# Task prompt:
Please convert every line from the one containing "of the pink" up to and including the last line of the items into a JSON list of strings, one string per line, with blank lines omitted.

# Provided material:
---

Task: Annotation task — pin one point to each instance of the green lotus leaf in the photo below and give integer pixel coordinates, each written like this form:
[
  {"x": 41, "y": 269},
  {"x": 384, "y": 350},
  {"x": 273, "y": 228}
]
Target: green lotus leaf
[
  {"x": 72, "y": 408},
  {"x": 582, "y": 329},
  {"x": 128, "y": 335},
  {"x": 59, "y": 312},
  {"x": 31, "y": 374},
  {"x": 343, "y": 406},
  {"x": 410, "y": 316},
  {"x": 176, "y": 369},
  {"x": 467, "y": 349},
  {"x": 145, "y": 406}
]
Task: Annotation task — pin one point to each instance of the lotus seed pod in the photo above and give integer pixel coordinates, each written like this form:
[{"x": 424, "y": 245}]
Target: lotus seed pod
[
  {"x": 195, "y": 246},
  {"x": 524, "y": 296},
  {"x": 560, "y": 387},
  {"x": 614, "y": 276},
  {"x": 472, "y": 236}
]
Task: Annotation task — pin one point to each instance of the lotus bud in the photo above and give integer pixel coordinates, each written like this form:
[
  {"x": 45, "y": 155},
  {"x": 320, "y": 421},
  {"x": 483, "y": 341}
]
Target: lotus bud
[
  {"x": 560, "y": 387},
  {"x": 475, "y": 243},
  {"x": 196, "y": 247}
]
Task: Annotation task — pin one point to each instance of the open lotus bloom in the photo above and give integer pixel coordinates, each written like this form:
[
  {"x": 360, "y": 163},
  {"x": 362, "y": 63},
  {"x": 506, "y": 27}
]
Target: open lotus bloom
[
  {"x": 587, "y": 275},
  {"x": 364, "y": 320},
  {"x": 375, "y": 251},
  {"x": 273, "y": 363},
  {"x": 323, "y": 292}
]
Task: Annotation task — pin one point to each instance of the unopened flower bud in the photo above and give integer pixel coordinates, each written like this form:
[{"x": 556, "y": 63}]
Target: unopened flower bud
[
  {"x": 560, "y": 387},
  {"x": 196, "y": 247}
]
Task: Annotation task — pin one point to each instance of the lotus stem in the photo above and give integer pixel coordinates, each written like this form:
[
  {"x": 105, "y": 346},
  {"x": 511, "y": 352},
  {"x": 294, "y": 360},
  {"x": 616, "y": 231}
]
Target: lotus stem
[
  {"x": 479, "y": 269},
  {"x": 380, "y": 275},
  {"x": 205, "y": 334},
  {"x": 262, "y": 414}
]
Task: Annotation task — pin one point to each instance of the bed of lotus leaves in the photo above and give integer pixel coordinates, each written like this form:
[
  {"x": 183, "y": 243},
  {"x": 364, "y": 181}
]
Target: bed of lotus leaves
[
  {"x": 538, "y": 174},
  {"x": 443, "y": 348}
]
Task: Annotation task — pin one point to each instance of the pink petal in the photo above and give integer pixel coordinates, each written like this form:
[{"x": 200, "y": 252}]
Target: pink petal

---

# Problem solution:
[
  "Task: Annotation task — pin one point to each instance of the pink petal in the photo above and give integer pixel coordinates, each written like this form:",
  "[{\"x\": 200, \"y\": 252}]",
  "Target: pink petal"
]